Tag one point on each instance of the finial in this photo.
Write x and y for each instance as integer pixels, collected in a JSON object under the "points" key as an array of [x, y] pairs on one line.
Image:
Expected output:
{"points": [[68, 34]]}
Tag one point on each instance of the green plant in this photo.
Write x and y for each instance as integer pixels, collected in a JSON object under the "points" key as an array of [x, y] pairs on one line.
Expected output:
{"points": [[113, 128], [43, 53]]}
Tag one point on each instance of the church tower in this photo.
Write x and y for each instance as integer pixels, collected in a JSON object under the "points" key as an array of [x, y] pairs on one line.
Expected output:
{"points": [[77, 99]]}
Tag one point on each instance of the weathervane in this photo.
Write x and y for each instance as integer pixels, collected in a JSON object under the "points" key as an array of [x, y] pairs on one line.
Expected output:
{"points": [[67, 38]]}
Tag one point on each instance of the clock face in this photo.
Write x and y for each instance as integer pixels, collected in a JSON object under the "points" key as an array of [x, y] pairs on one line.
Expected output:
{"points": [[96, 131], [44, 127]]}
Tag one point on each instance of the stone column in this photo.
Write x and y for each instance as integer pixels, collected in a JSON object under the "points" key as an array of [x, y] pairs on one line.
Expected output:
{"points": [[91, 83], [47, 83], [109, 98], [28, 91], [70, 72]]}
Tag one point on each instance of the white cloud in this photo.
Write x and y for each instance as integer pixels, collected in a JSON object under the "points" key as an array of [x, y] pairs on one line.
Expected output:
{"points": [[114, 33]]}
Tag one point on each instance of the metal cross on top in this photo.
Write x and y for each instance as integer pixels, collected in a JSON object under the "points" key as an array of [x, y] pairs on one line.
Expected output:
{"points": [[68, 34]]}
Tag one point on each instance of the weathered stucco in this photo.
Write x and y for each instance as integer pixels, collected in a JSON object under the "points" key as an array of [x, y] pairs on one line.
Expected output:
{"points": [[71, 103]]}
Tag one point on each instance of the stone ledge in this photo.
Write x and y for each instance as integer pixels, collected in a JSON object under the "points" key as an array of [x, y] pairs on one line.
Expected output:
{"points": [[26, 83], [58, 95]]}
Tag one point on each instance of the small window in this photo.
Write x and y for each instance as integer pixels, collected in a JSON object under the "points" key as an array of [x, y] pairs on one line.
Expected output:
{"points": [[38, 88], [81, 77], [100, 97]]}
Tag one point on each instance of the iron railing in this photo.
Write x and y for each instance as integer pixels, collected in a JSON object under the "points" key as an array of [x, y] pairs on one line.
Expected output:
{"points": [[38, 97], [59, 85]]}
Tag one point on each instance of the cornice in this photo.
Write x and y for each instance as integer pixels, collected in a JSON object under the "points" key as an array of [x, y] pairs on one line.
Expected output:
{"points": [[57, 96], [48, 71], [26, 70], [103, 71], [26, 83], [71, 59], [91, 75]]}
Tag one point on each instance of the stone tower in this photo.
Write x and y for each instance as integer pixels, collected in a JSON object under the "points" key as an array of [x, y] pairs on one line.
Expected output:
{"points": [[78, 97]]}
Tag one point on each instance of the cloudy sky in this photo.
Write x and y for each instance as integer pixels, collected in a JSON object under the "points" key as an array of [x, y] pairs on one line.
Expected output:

**AIM OF THE EXERCISE:** Return the whole listing exactly.

**OUTPUT:**
Tag one point on each instance of the finial in this photo.
Write x and y for each instance as integer pixels, collected in a JSON object under the "points" key as an array of [x, y] pairs on one line.
Image:
Expected output:
{"points": [[68, 34]]}
Tag one point on each instance of the green plant in this photo.
Write x and y for each instance as integer pixels, collected in a JSON object under the "points" key as an array of [x, y] pairs on one line.
Expected output:
{"points": [[113, 128], [43, 53]]}
Tag one point on each instance of the church tower in this photo.
Write x and y for each instance as integer pixels, collected in a JSON object under the "points" key as an array of [x, y] pairs on one line.
Expected output:
{"points": [[77, 99]]}
Tag one point on each instance of the weathervane in this photo.
Write x and y for each instance as integer pixels, collected in a JSON object under the "points" key as an array of [x, y] pairs on one line.
Expected output:
{"points": [[67, 38]]}
Tag one point on each instance of the clock face in this photo.
Write x and y for each instance as integer pixels, collected in a JSON object under the "points" key as an array of [x, y] pairs on one line.
Expected output:
{"points": [[96, 131], [44, 127]]}
Tag one point on each instance of the stone column in this photo.
Write x and y for each instance as integer pixels, collected in a JSON object under the "points" key as an array of [x, y] pairs on one line.
Expected output:
{"points": [[91, 83], [47, 83], [109, 98], [28, 91], [70, 72]]}
Tag one point on each instance of the white cloud in this photo.
Write x and y for each instance as integer pixels, collected in a JSON object under the "points" key as an array of [x, y] pairs on one line.
Expected output:
{"points": [[114, 33]]}
Tag one point on each instance of the metal cross on top in this photo.
Write x and y for each instance as integer pixels, collected in a JSON object under the "points" key as an array of [x, y] pairs on one line.
Expected output:
{"points": [[68, 34]]}
Tag one point on each instance of the weathered stucco in this photo.
Write x and y for each instance as integer pixels, collected in a JSON object under the "points" key as an array of [x, y] pairs on one line.
Expected output:
{"points": [[71, 103]]}
Tag one point on each instance of the stone ledge in this photo.
Write x and y for each instance as integer pixels, collected in a JSON object under the "points" key as an array of [x, y] pairs on one line.
Expected output:
{"points": [[26, 83], [58, 95]]}
Tag one point on each instance of the small window in this photo.
Write x and y for each instance as integer pixels, collected in a JSON object under the "points" key as an array of [x, y] pairs on one line.
Expected output:
{"points": [[38, 88], [81, 77], [100, 97]]}
Tag one point on each instance of the iron railing in this photo.
Write x and y for each instance as integer pixels, collected in a JSON object under the "points" key as an array of [x, y] pairs on one line.
Expected output:
{"points": [[38, 97], [59, 85]]}
Tag one point on each instance of the cornice in this photo.
Write x and y for each instance as integer pixels, collected in a JSON object under the "points" key as an array of [x, y] pairs on one line.
Expected output:
{"points": [[57, 96], [48, 71], [26, 70], [103, 71], [26, 83], [71, 59], [91, 75]]}
Tag one point on each instance of the stone tower in this photo.
Write x and y for each instance as integer pixels, collected in a JSON object under the "points" key as an array of [x, y] pairs on one line.
Expected output:
{"points": [[78, 97]]}
Tag one point on each instance of the cloudy sky in this photo.
Write x and y for each instance as integer pixels, collected in a JSON object under the "points" key as an array of [x, y] pairs on one line.
Expected output:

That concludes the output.